Written task 1
Transcribe the Easter Wednesday reflection verbatim, covering everything from "1 Reading ACTS" down to "asked for alms.".

Source extract
══════════════════════════════

Reflections

Easter Wednesday, April 4, 2018

WALKING WITH THE LORD

Introduction
It may happen to us, as to the disciples on Emmaus, that we are discouraged and disillusioned on our pilgrim of life. Without being aware of the Lord’s presence, we travel, we converse with strangers or friends, we eat meals, we are indifferent or have little hope. But questioned by the words and the presence of the Risen Lord, we journey forward with him as our brother and Lord, we recognize him with one another and particularly in our Eucharistic assemblies. We become a people of hope. We recognize him when we break bread for one another. And when we share what we have with one another. And if so, people may perhaps recognize him also in us. Like the lame man in the first reading, we get on our feet, jump about with joy and hope, and praise God in word and deed.

1 Reading ACTS 3:1-10
Peter and John were going up to the temple area
for the three o’clock hour of prayer.
And a man crippled from birth was carried
and placed at the gate of the temple called “the Beautiful Gate” every day
to beg for alms from the people who entered the temple.
When he saw Peter and John about to go into the temple,
he asked for alms.
But Peter looked intently at him, as did John,
and said, “Look at us.”
He paid attention to them, expecting to receive something from them.

══════════════════════════════

Records
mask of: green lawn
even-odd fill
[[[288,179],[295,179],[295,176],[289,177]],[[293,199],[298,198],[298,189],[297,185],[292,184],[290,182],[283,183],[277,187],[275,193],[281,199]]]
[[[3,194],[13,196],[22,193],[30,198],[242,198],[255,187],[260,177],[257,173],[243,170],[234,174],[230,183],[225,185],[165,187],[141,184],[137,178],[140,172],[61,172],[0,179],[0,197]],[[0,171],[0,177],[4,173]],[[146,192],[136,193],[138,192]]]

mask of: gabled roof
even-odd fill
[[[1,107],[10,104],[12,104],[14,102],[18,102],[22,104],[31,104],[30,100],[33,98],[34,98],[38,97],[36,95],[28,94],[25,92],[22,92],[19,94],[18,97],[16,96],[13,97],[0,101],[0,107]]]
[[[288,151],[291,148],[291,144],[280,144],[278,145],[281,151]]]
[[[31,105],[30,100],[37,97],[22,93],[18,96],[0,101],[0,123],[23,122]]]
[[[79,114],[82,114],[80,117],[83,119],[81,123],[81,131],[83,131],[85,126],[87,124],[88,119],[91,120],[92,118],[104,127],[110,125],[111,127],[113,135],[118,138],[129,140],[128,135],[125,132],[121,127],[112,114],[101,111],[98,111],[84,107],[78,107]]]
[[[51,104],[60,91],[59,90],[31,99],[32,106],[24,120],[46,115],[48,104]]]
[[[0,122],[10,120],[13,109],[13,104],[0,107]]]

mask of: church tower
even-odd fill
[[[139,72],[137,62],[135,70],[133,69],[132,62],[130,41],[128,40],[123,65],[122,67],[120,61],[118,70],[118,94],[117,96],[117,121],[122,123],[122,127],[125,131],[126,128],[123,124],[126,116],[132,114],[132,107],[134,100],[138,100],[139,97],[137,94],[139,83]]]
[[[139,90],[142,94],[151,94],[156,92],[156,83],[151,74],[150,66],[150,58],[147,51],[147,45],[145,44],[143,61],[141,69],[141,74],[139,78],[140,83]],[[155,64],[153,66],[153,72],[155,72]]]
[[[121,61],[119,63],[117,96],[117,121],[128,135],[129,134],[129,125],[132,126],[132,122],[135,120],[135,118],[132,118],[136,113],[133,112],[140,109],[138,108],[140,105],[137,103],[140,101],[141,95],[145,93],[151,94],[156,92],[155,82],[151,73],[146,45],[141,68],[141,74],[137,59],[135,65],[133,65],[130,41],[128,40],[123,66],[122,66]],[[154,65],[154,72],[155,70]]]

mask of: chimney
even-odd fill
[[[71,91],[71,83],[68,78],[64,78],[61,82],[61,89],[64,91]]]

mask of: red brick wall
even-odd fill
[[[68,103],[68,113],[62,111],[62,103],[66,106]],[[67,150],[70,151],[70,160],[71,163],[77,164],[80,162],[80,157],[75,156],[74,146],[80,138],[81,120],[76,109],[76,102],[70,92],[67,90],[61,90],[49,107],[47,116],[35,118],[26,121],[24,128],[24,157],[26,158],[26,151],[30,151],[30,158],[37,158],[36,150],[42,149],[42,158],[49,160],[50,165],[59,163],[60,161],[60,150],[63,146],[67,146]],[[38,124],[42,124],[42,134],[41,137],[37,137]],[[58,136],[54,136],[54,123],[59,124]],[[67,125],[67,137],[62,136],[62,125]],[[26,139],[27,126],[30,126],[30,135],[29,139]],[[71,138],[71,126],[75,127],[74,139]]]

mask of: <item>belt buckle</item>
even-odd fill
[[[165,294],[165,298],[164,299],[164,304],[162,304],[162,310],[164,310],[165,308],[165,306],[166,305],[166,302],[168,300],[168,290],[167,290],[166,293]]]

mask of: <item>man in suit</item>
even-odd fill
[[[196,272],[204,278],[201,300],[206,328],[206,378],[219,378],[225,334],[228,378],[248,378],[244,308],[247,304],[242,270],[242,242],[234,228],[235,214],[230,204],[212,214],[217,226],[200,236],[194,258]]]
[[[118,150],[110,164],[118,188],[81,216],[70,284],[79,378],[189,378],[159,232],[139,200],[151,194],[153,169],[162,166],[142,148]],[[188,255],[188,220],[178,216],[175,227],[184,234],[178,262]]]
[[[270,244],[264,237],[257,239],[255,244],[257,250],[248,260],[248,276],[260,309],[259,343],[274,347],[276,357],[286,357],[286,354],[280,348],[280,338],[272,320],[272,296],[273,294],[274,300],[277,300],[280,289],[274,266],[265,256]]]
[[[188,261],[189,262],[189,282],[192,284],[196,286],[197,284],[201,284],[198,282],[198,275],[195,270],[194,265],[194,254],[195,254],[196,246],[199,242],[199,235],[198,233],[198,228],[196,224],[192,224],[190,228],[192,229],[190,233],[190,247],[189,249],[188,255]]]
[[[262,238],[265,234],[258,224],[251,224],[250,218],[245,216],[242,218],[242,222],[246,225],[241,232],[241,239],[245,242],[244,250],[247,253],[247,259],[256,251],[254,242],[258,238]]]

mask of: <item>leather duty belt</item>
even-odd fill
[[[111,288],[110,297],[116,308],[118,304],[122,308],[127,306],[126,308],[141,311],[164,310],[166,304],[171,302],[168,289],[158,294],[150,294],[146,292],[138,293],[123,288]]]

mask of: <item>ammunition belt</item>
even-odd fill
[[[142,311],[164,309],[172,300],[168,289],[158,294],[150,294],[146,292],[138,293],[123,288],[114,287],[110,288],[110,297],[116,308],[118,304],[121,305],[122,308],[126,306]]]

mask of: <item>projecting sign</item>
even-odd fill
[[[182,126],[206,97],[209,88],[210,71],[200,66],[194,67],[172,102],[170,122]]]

══════════════════════════════

Written task 2
Determine how many lines of the records contain the string "mask", treating case as significant. Reply with the number alone.

Written solution 1
1 Reading ACTS 3:1-10
Peter and John were going up to the temple area
for the three o’clock hour of prayer.
And a man crippled from birth was carried
and placed at the gate of the temple called “the Beautiful Gate” every day
to beg for alms from the people who entered the temple.
When he saw Peter and John about to go into the temple,
he asked for alms.

Written solution 2
10